# Distance between stands?



## Colorado Cat (Nov 24, 2006)

One of the properties I hunt is about 10K acres. When I hunt it I walk about 1 mile between stands and usually make about six stands on this property. 
Is 1 mile enough between stands? too much??
Also, the property is very open terrain - when I move to another stand should I wait 10-20min to start calling or just call right away?
Thanks for your time.


----------



## Jrbhunter (May 24, 2006)

What type of calls are you using... question within a question being "How loud are you?"


----------



## Colorado Cat (Nov 24, 2006)

I am using a johnny stewart preymaster at half volume to start ,then up to 75% volume after 4-5 calls.I will usually use cottontail or jackrabbit distress.Iwill usually stay at a stand for a half hour, calling for 10-20seconds on and pause for 3-4minutes between calls.


----------



## Coyote Kid (Nov 24, 2006)

I somtimes dont move much. And what since im a begginer, What is a stand is it like a stack of bales or what. but i usually have two round bales or somthing and put them pretty close to each other and sit in between them. it works pretty well cause i already got 3 this year!


----------



## Jrbhunter (May 24, 2006)

You're going to have a hard time keeping a coyotes attention with such a small amount of sound. Not talking volume, but quantity. 10 seconds every 3 minutes will rarely kill a coyote in my experience. You'd be better off inverting your silence with your sound.

As for volume, that is a fine setting you're using. You're not going to cover a full 1 mile radius from your setup with that type of volume though... so I'd tighten up the distance between stands to 500 yards and keep plugging along. I'd rather re-call an area that was on the fringe of my last stand than take the chance of leaving some ground uncalled... I want every coyote in my path to at least HEAR my sound weather he responds or not.

My advice, for what it's worth, play more sound and move more often. Covering more ground and making more stands is usually more productive than any amount of fanesse' one can use. Don't wait between stands as you asked about, I wouldn't even sit a full 30 minutes in most cases. I also walk pretty briskly when I'm hunting on foot... time is fur.


----------



## Danny B (Jun 6, 2006)

Distance between stands depends on the terrian you are hunting and if the animals are moving or not. 
When times are bad I'll move clean out of the area and try a new one making stands about every mile or so. 
If things start picking up I'll shorten the stands to maybe a half mile and if things start rocking and rolling I'll make a stand every quarter mile.

You must remember I hunt the southwest and west, at times coyotes can be running everywhere, other times not. I got away from hand calls long ago though I keep em handy. 
I use a FoxPro and have learned to only use rabbit sounds. I don't start off low when I make a stand, in most cases it's wide open country where I hunt, you need to reach out and touch an ear.

You need to find out how the animals react to sounds in the area you hunt and what methods work best, the way I hunt may not work where you hunt....Good luck :beer:


----------

***

--- TASKS TO CARRY OUT ---
1 - In the forum thread, what distance between stands does Jrbhunter suggest instead of 1 mile?
2 - List every distinct username that posts in the forum thread.

--- PROVIDED RECORDS ---
***

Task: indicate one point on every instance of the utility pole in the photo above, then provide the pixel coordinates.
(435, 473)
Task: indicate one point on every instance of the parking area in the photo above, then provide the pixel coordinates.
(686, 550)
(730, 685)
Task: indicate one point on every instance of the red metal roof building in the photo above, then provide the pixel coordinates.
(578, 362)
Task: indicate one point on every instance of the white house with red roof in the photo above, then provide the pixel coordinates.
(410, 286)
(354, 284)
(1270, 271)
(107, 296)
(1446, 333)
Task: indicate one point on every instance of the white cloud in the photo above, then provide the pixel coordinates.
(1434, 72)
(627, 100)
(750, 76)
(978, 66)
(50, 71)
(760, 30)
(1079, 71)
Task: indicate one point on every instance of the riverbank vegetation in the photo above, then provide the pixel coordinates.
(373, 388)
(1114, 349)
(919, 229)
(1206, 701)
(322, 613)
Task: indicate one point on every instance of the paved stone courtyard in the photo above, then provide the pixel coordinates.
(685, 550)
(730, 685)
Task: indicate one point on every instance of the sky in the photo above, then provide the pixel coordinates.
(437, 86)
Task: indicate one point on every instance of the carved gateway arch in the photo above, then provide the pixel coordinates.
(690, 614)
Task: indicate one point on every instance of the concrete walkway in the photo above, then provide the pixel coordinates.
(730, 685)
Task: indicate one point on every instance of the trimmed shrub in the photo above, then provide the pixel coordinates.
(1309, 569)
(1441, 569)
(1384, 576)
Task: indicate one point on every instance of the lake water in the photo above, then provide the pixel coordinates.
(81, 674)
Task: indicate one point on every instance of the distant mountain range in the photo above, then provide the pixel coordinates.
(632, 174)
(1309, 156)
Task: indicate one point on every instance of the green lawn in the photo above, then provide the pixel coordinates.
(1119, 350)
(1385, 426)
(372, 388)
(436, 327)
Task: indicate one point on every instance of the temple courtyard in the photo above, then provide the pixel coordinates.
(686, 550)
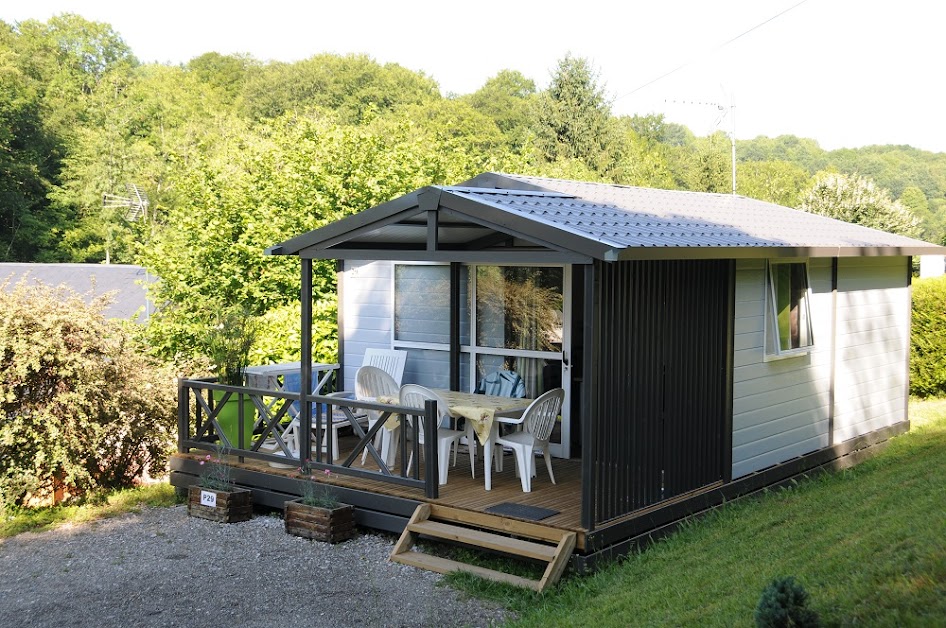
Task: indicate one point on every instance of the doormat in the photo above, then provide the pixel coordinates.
(532, 513)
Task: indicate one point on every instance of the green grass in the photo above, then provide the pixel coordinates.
(118, 503)
(868, 543)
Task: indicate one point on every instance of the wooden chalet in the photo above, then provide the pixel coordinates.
(709, 345)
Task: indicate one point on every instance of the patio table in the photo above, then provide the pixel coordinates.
(486, 412)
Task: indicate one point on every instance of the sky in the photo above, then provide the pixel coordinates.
(846, 73)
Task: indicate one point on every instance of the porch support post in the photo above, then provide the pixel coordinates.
(183, 406)
(454, 326)
(432, 468)
(305, 416)
(588, 397)
(832, 381)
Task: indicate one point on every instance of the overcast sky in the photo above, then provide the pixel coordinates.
(846, 73)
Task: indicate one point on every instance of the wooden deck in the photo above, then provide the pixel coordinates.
(465, 492)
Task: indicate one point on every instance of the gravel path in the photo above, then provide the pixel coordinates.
(163, 568)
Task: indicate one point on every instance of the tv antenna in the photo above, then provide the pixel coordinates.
(724, 110)
(135, 203)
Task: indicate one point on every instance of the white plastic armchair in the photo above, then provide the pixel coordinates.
(414, 396)
(371, 383)
(538, 421)
(391, 361)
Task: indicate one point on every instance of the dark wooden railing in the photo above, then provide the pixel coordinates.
(199, 429)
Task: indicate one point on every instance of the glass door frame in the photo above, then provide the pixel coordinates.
(470, 352)
(473, 350)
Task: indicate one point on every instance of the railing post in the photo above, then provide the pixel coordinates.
(305, 374)
(183, 407)
(432, 472)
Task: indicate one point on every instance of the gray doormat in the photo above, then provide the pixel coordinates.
(532, 513)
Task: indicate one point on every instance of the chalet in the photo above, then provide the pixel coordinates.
(709, 345)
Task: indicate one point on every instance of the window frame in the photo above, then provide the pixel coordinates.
(773, 331)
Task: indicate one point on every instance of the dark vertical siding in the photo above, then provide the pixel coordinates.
(661, 381)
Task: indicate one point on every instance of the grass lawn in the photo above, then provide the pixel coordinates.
(868, 544)
(115, 504)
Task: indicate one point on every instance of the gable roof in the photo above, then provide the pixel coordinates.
(503, 217)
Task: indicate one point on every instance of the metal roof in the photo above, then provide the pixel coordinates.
(584, 221)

***

--- SOLUTIONS PER TASK ---
1 - 500 yards

2 - Colorado Cat, Jrbhunter, Coyote Kid, Danny B